▶ _DIRECTIONS FOR THIS TASK_:
Can you transcribe every entry word for word, skipping the images?

· · · · ·

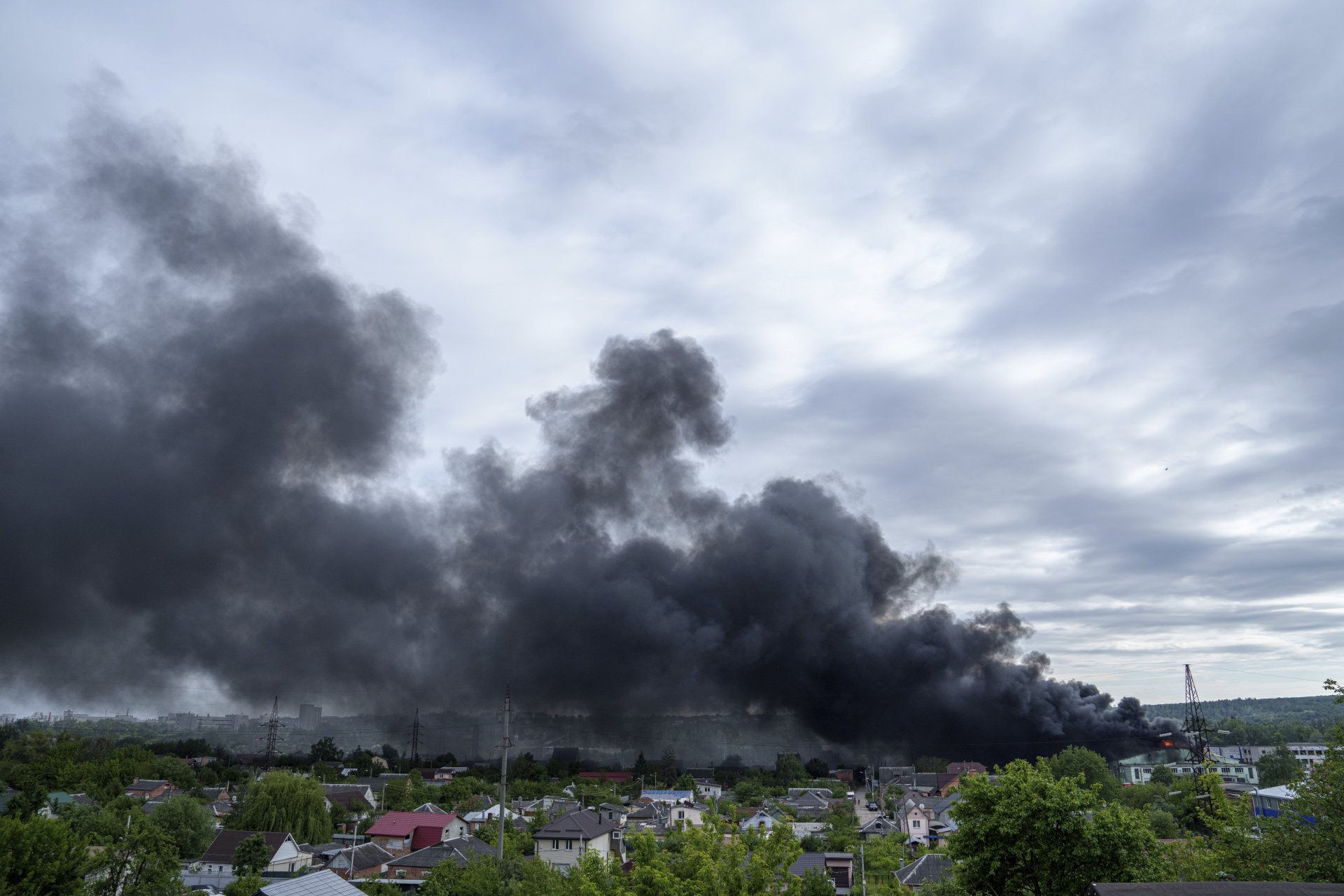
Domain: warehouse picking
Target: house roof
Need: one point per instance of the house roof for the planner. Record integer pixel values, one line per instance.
(1218, 888)
(460, 850)
(398, 824)
(324, 883)
(929, 867)
(366, 856)
(226, 843)
(584, 825)
(815, 860)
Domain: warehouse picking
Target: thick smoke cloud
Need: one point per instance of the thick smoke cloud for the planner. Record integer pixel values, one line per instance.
(198, 428)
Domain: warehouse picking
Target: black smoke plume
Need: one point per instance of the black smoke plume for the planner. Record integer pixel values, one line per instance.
(200, 433)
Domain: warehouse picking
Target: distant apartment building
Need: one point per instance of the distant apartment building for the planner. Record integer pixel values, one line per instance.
(1139, 770)
(309, 716)
(1308, 754)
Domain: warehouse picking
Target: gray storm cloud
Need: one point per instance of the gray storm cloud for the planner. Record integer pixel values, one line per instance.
(201, 424)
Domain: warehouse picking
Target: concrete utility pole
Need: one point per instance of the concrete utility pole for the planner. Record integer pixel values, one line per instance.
(504, 745)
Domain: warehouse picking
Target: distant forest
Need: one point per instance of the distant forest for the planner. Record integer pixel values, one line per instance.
(1265, 720)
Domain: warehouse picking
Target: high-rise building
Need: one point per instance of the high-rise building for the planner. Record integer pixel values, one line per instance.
(309, 716)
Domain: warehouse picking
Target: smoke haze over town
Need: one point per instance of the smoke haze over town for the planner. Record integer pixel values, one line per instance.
(857, 437)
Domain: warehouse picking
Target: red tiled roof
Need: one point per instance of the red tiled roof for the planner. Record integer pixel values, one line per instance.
(398, 824)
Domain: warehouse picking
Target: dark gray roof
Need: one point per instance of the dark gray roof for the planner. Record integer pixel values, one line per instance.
(924, 869)
(815, 860)
(1218, 888)
(460, 849)
(366, 856)
(575, 825)
(324, 883)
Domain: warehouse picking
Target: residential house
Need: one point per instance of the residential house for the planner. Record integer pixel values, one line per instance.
(879, 827)
(967, 769)
(811, 805)
(1139, 770)
(286, 855)
(916, 821)
(482, 817)
(687, 814)
(927, 868)
(147, 789)
(1308, 754)
(667, 796)
(708, 789)
(432, 808)
(895, 774)
(761, 820)
(838, 867)
(368, 860)
(808, 828)
(362, 792)
(419, 865)
(565, 840)
(553, 806)
(647, 817)
(324, 883)
(610, 777)
(403, 832)
(613, 814)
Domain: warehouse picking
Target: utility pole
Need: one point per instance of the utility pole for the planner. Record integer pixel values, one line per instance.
(504, 745)
(416, 741)
(1196, 727)
(272, 735)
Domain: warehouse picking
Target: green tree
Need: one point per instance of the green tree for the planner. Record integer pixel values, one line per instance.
(1277, 767)
(39, 858)
(174, 770)
(1031, 833)
(1079, 761)
(245, 886)
(813, 883)
(932, 763)
(187, 824)
(143, 862)
(252, 856)
(289, 804)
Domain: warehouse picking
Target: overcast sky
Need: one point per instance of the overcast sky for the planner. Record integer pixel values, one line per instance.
(1054, 286)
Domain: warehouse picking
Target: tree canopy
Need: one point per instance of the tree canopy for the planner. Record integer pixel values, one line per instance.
(1032, 833)
(281, 801)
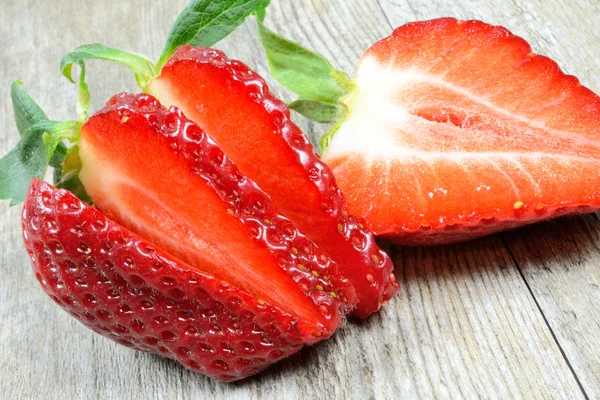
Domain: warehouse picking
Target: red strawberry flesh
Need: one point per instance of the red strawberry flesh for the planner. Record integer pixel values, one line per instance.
(158, 174)
(130, 291)
(457, 130)
(234, 106)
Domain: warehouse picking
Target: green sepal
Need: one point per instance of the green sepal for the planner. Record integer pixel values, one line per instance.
(25, 109)
(319, 111)
(301, 70)
(205, 22)
(69, 178)
(27, 160)
(142, 67)
(32, 156)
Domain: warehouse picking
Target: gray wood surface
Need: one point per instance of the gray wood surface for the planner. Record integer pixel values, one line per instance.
(515, 315)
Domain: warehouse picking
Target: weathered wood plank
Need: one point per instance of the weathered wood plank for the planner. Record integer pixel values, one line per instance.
(464, 326)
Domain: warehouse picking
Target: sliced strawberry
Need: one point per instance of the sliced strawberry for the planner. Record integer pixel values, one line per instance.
(131, 291)
(160, 175)
(234, 106)
(456, 130)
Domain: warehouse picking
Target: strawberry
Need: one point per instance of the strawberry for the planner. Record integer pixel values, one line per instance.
(234, 106)
(456, 129)
(159, 175)
(154, 238)
(131, 291)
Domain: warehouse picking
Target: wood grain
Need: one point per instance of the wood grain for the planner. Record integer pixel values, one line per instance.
(509, 316)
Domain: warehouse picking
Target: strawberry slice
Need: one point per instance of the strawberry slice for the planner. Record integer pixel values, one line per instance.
(131, 291)
(456, 129)
(158, 174)
(234, 106)
(221, 282)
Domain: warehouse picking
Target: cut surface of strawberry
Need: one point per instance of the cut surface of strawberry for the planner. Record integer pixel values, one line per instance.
(456, 129)
(159, 175)
(131, 291)
(234, 106)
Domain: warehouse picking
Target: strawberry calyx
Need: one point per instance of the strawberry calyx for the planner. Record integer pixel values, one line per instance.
(325, 92)
(43, 144)
(202, 23)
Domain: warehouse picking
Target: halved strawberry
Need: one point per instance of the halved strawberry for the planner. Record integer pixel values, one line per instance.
(158, 174)
(234, 106)
(131, 291)
(217, 259)
(456, 129)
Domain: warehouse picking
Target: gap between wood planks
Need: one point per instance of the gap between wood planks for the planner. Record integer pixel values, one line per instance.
(562, 352)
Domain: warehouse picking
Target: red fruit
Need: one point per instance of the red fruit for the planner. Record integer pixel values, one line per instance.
(234, 106)
(456, 130)
(221, 270)
(131, 291)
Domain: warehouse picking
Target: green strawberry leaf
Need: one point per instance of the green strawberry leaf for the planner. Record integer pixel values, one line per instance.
(35, 151)
(29, 159)
(142, 67)
(83, 95)
(26, 111)
(301, 70)
(319, 111)
(261, 9)
(69, 178)
(205, 22)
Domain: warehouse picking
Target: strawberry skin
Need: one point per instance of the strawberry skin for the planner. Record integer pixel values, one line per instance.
(158, 174)
(130, 291)
(161, 295)
(234, 106)
(456, 129)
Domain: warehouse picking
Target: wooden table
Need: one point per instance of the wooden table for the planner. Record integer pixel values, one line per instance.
(515, 315)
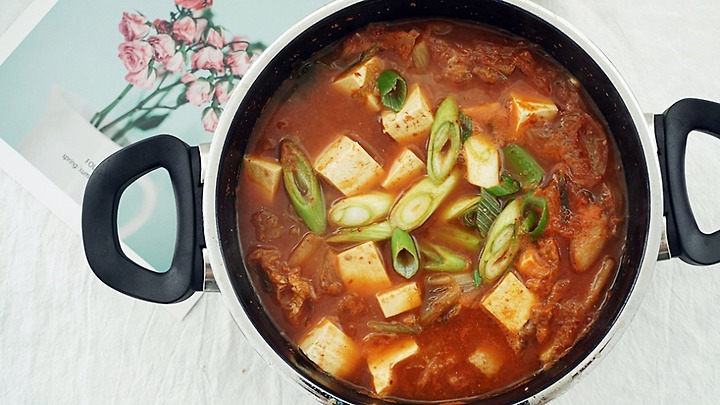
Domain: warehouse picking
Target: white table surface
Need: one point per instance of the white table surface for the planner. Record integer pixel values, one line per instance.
(65, 338)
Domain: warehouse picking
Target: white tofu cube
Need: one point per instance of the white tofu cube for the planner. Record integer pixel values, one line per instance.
(399, 299)
(482, 161)
(382, 361)
(484, 113)
(486, 361)
(529, 110)
(264, 172)
(406, 167)
(361, 268)
(331, 349)
(348, 167)
(359, 82)
(510, 303)
(413, 120)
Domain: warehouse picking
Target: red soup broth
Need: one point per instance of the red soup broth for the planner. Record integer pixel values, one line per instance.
(466, 350)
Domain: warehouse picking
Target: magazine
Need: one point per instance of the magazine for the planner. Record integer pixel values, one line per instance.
(90, 78)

· · · · ·

▶ _FINAL ANSWER_:
Domain: warehouse picking
Target: house roof
Need: one point per instance of the house roof for the planner. Record integer pixel values, one line per instance.
(1218, 888)
(460, 850)
(398, 824)
(324, 883)
(929, 867)
(366, 856)
(226, 843)
(584, 825)
(815, 860)
Domain: warehouse picking
Target: thick smoke cloud
Need: one point per instance of the thick smoke cloud for the planner. Record integer pixel values, one line per instance.
(198, 428)
Domain: warehouse picking
Target: black smoke plume
Need: one point per instance of the black smoke plume for the planner. Record integer pixel values, one line per instance.
(200, 433)
Domain: warehouse picking
Target: distant apartment building
Need: one point per instance of the distant apartment building for the planner. Record integer pixel values, one line per instance.
(1139, 770)
(309, 716)
(1308, 754)
Domain: warehouse picking
Target: gray storm cloud
Need: one point per instance of the gray storm cloud for the planner. Record integer pixel values, one line per instance.
(201, 424)
Domain: warehouse picking
Target: concrete utility pole
Need: one point per instance of the concrete utility pole for the planner. Record integer pixel values, one line per instance.
(504, 745)
Domain: warehouse picking
Target: distant forest
Need: one point per instance of the distant forest for the planner. Record integer pixel values, one line per instance.
(1265, 720)
Domain: warehouse picking
Target: high-rise building
Need: one point per instance of the high-rise building for the planner. Record integer pixel values, one line per instance.
(309, 716)
Domain: warehouse picking
Target: smoke haze over town
Need: one point per instance of the smoke haze over town for the planner. Record integer pixel values, one line per instance.
(857, 437)
Domain: warehouse picking
Target: red tiled roof
Need: one point per instance of the red tiled roof for the planner. Record integer pixel values, one line per instance.
(398, 824)
Domain: warehouse picking
Target: dark gray roof
Need: one point per instance of the dark gray roof for the planner. Record integer pixel values, one line per instance.
(924, 869)
(815, 860)
(1218, 888)
(460, 849)
(366, 856)
(575, 825)
(324, 883)
Domain: warehouse picking
Target: residential house
Need: one point per instance of the residential house for the planner. Record integer pixel values, one line per instance.
(879, 827)
(967, 769)
(811, 805)
(1139, 770)
(286, 855)
(916, 821)
(482, 817)
(687, 814)
(927, 868)
(147, 789)
(1308, 754)
(667, 796)
(708, 789)
(432, 808)
(895, 774)
(761, 820)
(838, 867)
(368, 860)
(808, 828)
(362, 792)
(419, 865)
(565, 840)
(553, 806)
(647, 817)
(324, 883)
(610, 777)
(403, 832)
(613, 814)
Domain: warehouse picking
Target: utility pole
Need: one point per instance of the utility pole for the planner. Record integer pixel values, one line per instance.
(504, 745)
(416, 741)
(1196, 727)
(272, 735)
Domain: warehouse picking
Target: green tree
Need: one point per instance of the green tree for the planner. Record integer pixel values, one line per instance.
(1277, 767)
(39, 858)
(174, 770)
(1031, 833)
(1079, 761)
(245, 886)
(813, 883)
(932, 763)
(187, 824)
(143, 862)
(252, 856)
(289, 804)
Domain: warehouse picking
Target: overcast sky
Need: one point per instance of the overcast sky for the planner. Record integer pixel values, one line per instance.
(1054, 286)
Domain: warehouse picking
Target: tree canopy
Need: one point per instance of the tree canopy for the planner. Record integer pixel values, one line per instance.
(1032, 833)
(281, 801)
Domain: warehouse picking
Target: red strawberry flesh
Need: one point per instance of the red strawberry flesh for the planner. Record integer pixel values, one line per instance.
(158, 174)
(130, 291)
(457, 130)
(234, 106)
Domain: warehouse picking
Target: green sepal
Need: one point per instance of the green sepal for the planner. Record integer pixel values, one line per instance.
(25, 109)
(319, 111)
(301, 70)
(205, 22)
(69, 178)
(27, 160)
(142, 67)
(32, 156)
Domain: warehouse picking
Target: gray wood surface
Need: one point per instance of the gray wood surface for the planner. Record integer pixel values, one line per instance.
(515, 315)
Domain: warehouse picking
Target: weathered wood plank
Need: one point per instance of the weathered wood plank for the planner. Record integer pixel values, one line per instance.
(464, 326)
Domain: warehouse picking
Target: sliced strawberry
Need: one point per instance of the sliced strawberry for the planner. Record integer pixel values, one line per instance.
(131, 291)
(160, 175)
(234, 106)
(456, 130)
Domain: warehouse picking
Target: strawberry
Need: one point per instance of the strawberry for the planner. Record integer pixel values, one line per instance.
(234, 106)
(456, 129)
(159, 175)
(154, 238)
(131, 291)
Domain: warehouse picking
Target: wood grain
Need: one point per instance of the wood grain for the planner. Record integer pixel values, one line per instance.
(509, 316)
Domain: warehouse picking
Target: strawberry slice
Need: one point per instance of the strawberry slice for the planner. Record integer pixel values, one line per instance.
(131, 291)
(456, 129)
(158, 174)
(234, 106)
(221, 282)
Domain: warehouse picking
Target: cut surface of strawberry
Need: one point per instance of the cut surface of strawberry for the planner. Record integer pixel values, one line per instance.
(456, 129)
(159, 175)
(131, 291)
(234, 106)
Domain: warehouse picking
Target: strawberry calyx
Need: one point per instance of the strawberry calyx for the planner. Record integer pixel values, one line per instance.
(325, 92)
(43, 144)
(202, 23)
Domain: warehouse picking
Target: halved strawberry
Need: one point per instance of the halved strawberry for the planner. Record integer pixel values, one line per instance.
(158, 174)
(234, 106)
(131, 291)
(217, 259)
(456, 129)
Domain: warehouse picking
Target: gap between wood planks
Need: one point per instance of the gap between wood planks for the planner. Record integer pixel values, one line per instance.
(562, 352)
Domain: warehouse picking
Target: red fruit
Need: one point per instance of the red fruit for the planner. Record integer pixel values, one line per instance.
(234, 106)
(456, 130)
(221, 270)
(131, 291)
Domain: warehouse picking
Target: green strawberry leaf
Need: one point per instance of the green strawberry leaf for the planner. Record integer pixel values, one line per instance.
(35, 151)
(29, 159)
(142, 67)
(83, 95)
(26, 111)
(301, 70)
(319, 111)
(261, 9)
(69, 178)
(205, 22)
Domain: warehouse picking
Target: strawberry skin
Need: one point per instance of the strawberry skin for the planner. Record integer pixel values, one line per instance.
(158, 174)
(130, 291)
(161, 295)
(234, 106)
(456, 129)
Domain: warehouse picking
Target: wooden table
Need: one point per instance of the wooden table for the planner. Record integer pixel values, one line per instance.
(515, 315)
Domain: warehouse picking
Target: white table surface
Need: one point per instance of the white table surface for the planner. Record integer pixel values, one line per instance.
(65, 338)
Domain: warehouse picking
Target: white tofu cube
Need: one point per instance of the white tofu cube for the planner. Record integer pixel values, one line per instance.
(399, 299)
(482, 161)
(382, 361)
(484, 113)
(486, 361)
(529, 110)
(264, 172)
(406, 167)
(361, 268)
(331, 349)
(348, 167)
(359, 82)
(510, 303)
(413, 120)
Domain: warehouse picking
Target: red soup broth
Need: one point per instance of the red soup broth for the planner. Record integer pixel values, one line per instance.
(466, 350)
Domain: warehouse picking
Target: magazine
Need: one point per instance of the magazine for the planner. Record integer pixel values, one line per instance.
(90, 78)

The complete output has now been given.